- [Document extract]:
__________________________________________________

Summary: Lessons we can learn from Peter and John’s example in refusing to stay silent or testifying in Jesus’ name.
*Intro>The French Foreign Legion has an inspiring motto: “If I falter, push me on. If I stumble, pick me up. If I retreat, shoot me.”
-Obviously, neither Peter nor John were members of the French Foreign Legion, but they demonstrated a similar determination.
-After being used by God to heal a lame man, then preaching to a crowd at the temple, they were arrested, jailed, threatened, and warned to never again speak in Jesus’ name.
->Their response? -- “No way! We’re going to keep on keeping on!”
-We should learn from their choices, and follow their example.
--I invite you to once again open a Bible and turn to Acts, chapter 4.
-In continuing the mission God has entrusted to us as believers, we can learn from the events in the early church, and apply those lessons to our lives, in our own endeavors to continue God’s mission through us.
Today, I want us to look at...
SIX SPECIFIC LESSONS WE CAN LEARN FROM THE EXAMPLE OF PETER AND JOHN...
1) WE SHOULD EXPECT MIXED REVIEWS.
-We’re going to be misunderstood, mistreated, and ganged up on.
--v.3 -- "And they laid hands on them, and put them in jail until the next day..."
-SOMETIMES IT MIGHT BE SIMPLY A MATTER OF MISUNDERSTANDING.
--Misunderstandings are inherent in any attempt at communication.
--You may have heard the quote of my favorite philosopher, Anonymous, who said it this way: “I know you believe you understand what you think I said, but I’m not sure you realize that what you heard is not what I meant.””
--Similarly, we’ve all heard of Murphy’s Law: “If anything can go wrong, it will.”
--But we also need to know Brinkley’s Law: “If there is any way it can be misunderstood, by someone, somewhere, sometime, it will be misunderstood.”
--It’s why we need to be sure and communicate the good news in clear, unambiguous, easy-to-understand language.
---ILL>As a young boy growing up in church I heard a lot of the “language of Zion,” church phrases and lingo that other frequent church-goers understood, but others, including the youngest among them, didn’t.

__________________________________________________

- [Extracted material]:
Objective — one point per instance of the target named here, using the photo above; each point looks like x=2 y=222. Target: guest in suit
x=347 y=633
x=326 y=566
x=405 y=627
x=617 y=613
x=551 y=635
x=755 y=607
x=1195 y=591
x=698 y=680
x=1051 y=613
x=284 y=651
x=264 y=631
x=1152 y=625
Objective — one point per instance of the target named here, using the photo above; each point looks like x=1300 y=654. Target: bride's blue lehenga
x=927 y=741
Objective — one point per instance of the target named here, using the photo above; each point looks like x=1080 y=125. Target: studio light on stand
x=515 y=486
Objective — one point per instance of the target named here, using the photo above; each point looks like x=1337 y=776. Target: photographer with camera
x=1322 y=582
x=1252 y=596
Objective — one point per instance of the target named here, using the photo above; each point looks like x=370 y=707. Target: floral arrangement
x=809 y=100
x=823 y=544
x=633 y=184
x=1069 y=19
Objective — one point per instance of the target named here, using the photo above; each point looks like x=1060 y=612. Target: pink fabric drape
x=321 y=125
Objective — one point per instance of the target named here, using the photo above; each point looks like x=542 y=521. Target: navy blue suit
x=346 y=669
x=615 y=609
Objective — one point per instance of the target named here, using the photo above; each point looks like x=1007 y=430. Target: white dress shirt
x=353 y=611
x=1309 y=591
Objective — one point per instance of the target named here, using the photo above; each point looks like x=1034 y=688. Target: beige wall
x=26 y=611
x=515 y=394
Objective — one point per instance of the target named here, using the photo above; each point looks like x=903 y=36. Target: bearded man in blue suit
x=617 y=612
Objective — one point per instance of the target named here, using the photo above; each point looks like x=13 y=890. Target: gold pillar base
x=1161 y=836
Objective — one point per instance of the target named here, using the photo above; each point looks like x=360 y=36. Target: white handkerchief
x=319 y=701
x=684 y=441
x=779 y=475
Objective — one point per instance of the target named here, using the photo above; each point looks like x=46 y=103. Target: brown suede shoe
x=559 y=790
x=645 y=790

__________________________________________________

Answer these questions from the sermon above.
1. What motto of the French Foreign Legion does the sermon quote?
2. Which book and chapter of the Bible does it invite listeners to open?
3. How does it state Brinkley's Law?

- [Your solution]:
1. "If I falter, push me on. If I stumble, pick me up. If I retreat, shoot me."
2. Acts, chapter 4.
3. "If there is any way it can be misunderstood, by someone, somewhere, sometime, it will be misunderstood."